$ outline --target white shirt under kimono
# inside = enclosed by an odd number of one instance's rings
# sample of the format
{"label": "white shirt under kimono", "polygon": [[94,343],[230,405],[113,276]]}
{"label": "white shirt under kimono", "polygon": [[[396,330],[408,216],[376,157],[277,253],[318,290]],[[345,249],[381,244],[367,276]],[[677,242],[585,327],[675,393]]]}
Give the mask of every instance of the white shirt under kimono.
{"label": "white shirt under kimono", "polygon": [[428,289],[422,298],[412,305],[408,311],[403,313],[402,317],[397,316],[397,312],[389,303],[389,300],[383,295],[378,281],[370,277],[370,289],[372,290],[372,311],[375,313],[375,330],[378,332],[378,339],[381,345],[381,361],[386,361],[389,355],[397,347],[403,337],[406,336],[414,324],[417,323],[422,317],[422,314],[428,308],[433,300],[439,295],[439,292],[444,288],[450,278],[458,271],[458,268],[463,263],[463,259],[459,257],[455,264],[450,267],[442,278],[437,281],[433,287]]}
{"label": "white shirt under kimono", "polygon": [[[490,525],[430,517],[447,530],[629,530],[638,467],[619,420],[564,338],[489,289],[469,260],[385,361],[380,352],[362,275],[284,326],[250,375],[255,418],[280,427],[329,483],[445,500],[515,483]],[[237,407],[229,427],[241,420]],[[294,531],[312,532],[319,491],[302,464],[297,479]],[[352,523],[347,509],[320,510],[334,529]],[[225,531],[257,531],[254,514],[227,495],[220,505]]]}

::::

* EXERCISE PROMPT *
Retype every record above exactly as it appears.

* PROBLEM SOLUTION *
$ outline --target white shirt under kimono
# inside = enclosed by an odd number of one instance's rings
# sample of the format
{"label": "white shirt under kimono", "polygon": [[94,343],[230,405],[113,276]]}
{"label": "white shirt under kimono", "polygon": [[[396,330],[408,216],[376,157],[277,253],[318,290]],[[345,249],[381,244],[367,276]],[[677,242],[585,327],[675,393]]]}
Give the mask of every instance of the white shirt under kimono.
{"label": "white shirt under kimono", "polygon": [[428,289],[422,298],[412,305],[408,311],[403,313],[402,317],[397,316],[397,312],[389,303],[389,300],[383,295],[378,281],[370,277],[370,289],[372,290],[372,311],[375,313],[375,330],[378,332],[378,339],[381,345],[381,361],[386,361],[389,355],[397,347],[403,337],[406,336],[414,324],[417,323],[422,317],[422,314],[428,308],[433,300],[439,295],[439,292],[444,288],[450,278],[458,271],[458,268],[463,263],[463,259],[459,257],[455,264],[450,267],[442,278],[437,281],[433,287]]}
{"label": "white shirt under kimono", "polygon": [[[490,525],[430,517],[447,530],[629,530],[638,467],[619,420],[564,338],[489,289],[469,260],[385,361],[380,352],[362,275],[284,326],[250,375],[255,418],[280,427],[329,483],[445,500],[515,483]],[[237,407],[229,427],[241,420]],[[294,531],[312,532],[319,491],[302,464],[297,479]],[[352,523],[347,509],[320,510],[334,529]],[[225,531],[257,531],[254,514],[227,495],[220,505]]]}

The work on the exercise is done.